■ Dataset excerpts ■
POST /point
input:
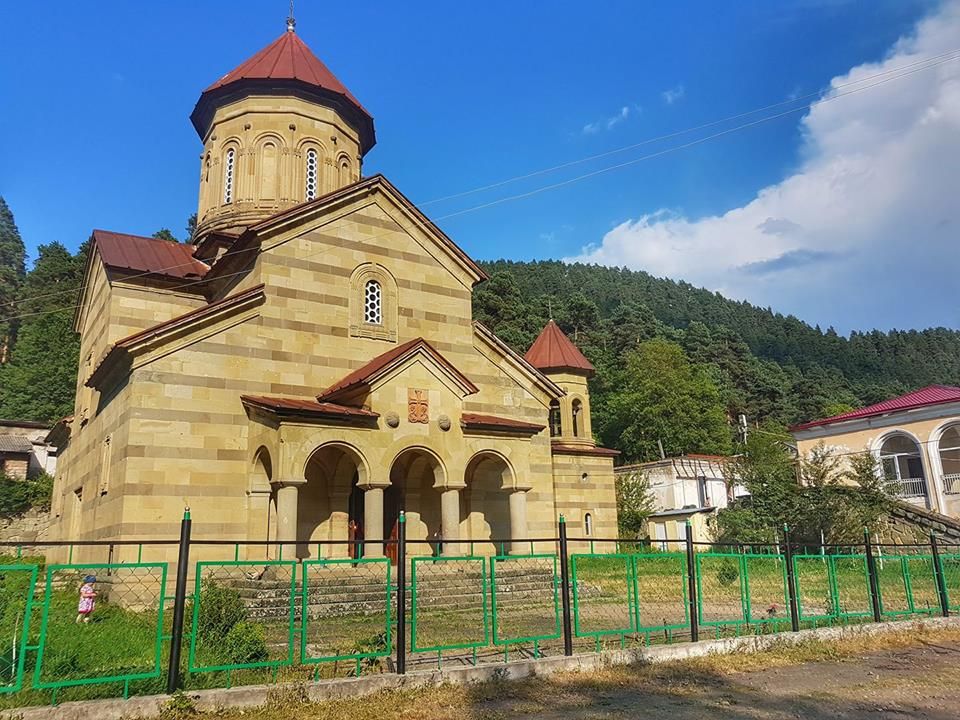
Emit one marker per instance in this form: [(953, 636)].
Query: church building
[(309, 364)]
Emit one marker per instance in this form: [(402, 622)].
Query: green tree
[(39, 381), (635, 503), (165, 234), (12, 270), (661, 396)]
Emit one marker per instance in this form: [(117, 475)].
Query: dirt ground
[(890, 678)]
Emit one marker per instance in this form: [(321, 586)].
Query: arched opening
[(415, 477), (949, 451), (330, 505), (902, 466), (485, 510), (554, 421)]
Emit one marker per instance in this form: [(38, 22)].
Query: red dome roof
[(552, 350), (288, 63)]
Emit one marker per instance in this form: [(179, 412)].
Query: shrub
[(221, 608), (245, 643)]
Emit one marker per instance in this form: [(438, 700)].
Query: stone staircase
[(944, 527), (351, 591)]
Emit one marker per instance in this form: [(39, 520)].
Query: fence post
[(402, 594), (565, 588), (938, 574), (874, 581), (692, 586), (791, 580), (179, 603)]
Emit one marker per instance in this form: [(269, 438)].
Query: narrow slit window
[(311, 190), (228, 168), (373, 303)]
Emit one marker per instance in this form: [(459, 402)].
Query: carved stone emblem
[(417, 409)]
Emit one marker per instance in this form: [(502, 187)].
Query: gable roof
[(365, 375), (286, 63), (298, 407), (930, 395), (362, 188), (121, 251), (552, 350)]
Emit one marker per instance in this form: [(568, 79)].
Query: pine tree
[(12, 269)]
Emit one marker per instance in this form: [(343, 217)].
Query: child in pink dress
[(87, 594)]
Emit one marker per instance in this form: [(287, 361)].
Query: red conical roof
[(552, 350), (285, 63)]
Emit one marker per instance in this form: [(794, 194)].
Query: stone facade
[(325, 369)]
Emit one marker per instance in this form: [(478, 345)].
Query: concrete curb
[(255, 695)]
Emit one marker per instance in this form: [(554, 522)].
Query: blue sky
[(95, 129)]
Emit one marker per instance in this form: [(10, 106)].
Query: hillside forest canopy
[(676, 365)]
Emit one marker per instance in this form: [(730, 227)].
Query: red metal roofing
[(364, 374), (148, 255), (552, 350), (287, 58), (283, 405), (560, 449), (495, 422), (930, 395)]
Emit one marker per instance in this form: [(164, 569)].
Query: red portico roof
[(930, 395), (552, 350), (286, 64)]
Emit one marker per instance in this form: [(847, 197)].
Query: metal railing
[(911, 487), (951, 484), (214, 613)]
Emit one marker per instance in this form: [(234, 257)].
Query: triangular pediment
[(393, 364)]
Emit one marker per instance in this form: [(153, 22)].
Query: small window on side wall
[(555, 428), (373, 303)]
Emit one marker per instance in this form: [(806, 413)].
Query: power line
[(888, 76)]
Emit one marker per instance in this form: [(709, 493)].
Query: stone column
[(450, 520), (373, 522), (287, 519), (518, 521)]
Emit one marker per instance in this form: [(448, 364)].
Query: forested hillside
[(771, 367), (675, 363)]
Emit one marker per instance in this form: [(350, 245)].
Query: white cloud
[(611, 122), (866, 232), (674, 94)]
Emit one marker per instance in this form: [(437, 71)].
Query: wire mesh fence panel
[(662, 600), (768, 602), (524, 598), (922, 576), (950, 564), (17, 582), (101, 623), (851, 582), (893, 584), (814, 578), (243, 615), (448, 604), (721, 589), (603, 594), (346, 610)]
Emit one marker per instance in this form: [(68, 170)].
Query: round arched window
[(373, 303)]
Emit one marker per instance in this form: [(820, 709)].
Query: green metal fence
[(270, 620)]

■ Aim of the exercise ■
Could you give all the records again with every "marker" swapped for "point", changing nothing else and leaving the pictures out?

■ Finished answer ■
POST /point
input:
Emit one point per instance in this form: [(953, 636)].
Query: church building
[(309, 364)]
Emit one point per instance in this form: [(402, 622)].
Query: green tree
[(39, 381), (635, 503), (165, 234), (12, 270), (661, 396)]
Emit one point per instance in this form: [(117, 475)].
Query: dirt ground
[(890, 678)]
Emit one point per instance in this form: [(321, 586)].
Query: arched opening
[(415, 477), (949, 451), (330, 505), (902, 466), (485, 510), (554, 421)]
Emit one point per instance in this form: [(38, 22)].
Query: red dome roof
[(552, 350), (288, 63)]
Emit one point per instance in this form: [(179, 412)].
Query: shrub
[(221, 608), (245, 643)]
Emit one point per instance in this form: [(438, 700)].
Query: stone staircase
[(944, 527), (351, 591)]
Emit one point per instance in this form: [(39, 520)].
Query: fence post
[(402, 594), (565, 588), (938, 574), (874, 581), (692, 586), (791, 580), (179, 603)]
Emit one point per instance in this form: [(269, 438)].
Query: narrow slit window
[(311, 190), (228, 168), (373, 303)]
Emit one point per instance in this form: [(459, 402)].
Query: carved stone emblem
[(417, 409)]
Emit one point per instance in this form: [(502, 187)].
Query: gable roof
[(365, 375), (286, 63), (298, 407), (930, 395), (362, 188), (121, 251), (552, 350)]
Emit one point per instance in this form: [(568, 79)].
Query: pine tree
[(12, 269)]
Emit one point per instance in this form: [(343, 217)].
Query: child in pink dress
[(87, 594)]
Emit one point per instance in this form: [(287, 361)].
Query: red conical roof
[(552, 350), (285, 63)]
Emit one point per instance in this form: [(794, 194)].
Query: stone facade
[(325, 369)]
Emit one point per instance in this form: [(478, 345)].
Query: concrete curb
[(255, 695)]
Emit one point per instance in this form: [(554, 522)].
Query: blue sky
[(95, 129)]
Emit one point per instance in this form: [(10, 106)].
Query: hillside forest canopy
[(676, 365)]
Emit one point per instance in this form: [(730, 227)].
Query: red metal roofing
[(364, 374), (148, 255), (552, 350), (287, 58), (283, 405), (560, 449), (495, 422), (930, 395)]
Emit one point per instance in this form: [(164, 569)].
Query: red portico roof
[(930, 395), (552, 350), (286, 64)]
Emit one point per instance in this form: [(847, 197)].
Query: metal railing
[(911, 487), (951, 484), (214, 613)]
Emit one point per instance in this form: [(234, 257)].
Query: triangular pediment
[(393, 364)]
Emit one point per instance in this form: [(153, 22)].
Query: small window on side wall
[(555, 428), (373, 303)]
Emit one point per instance in this form: [(806, 413)].
Query: power line
[(888, 76)]
Emit one point per instance in this form: [(709, 493)].
Query: stone column
[(450, 520), (373, 522), (287, 519), (518, 521)]
Emit one point per instance in this form: [(448, 364)].
Query: forested hillside
[(771, 367), (675, 363)]
Emit one point per instance in this form: [(350, 245)].
Query: white cloud
[(611, 122), (866, 232), (674, 94)]
Emit one point per instance in this form: [(437, 71)].
Query: wire mesh fence panel
[(662, 600), (768, 602), (524, 598), (922, 576), (950, 564), (17, 582), (101, 623), (851, 582), (893, 584), (814, 578), (243, 615), (448, 604), (721, 589), (603, 594), (346, 610)]
Emit one point per instance in this form: [(68, 170)].
Query: round arched window
[(373, 303)]
Emit one point per instance in this form: [(820, 709)].
Query: green metal fence
[(270, 620)]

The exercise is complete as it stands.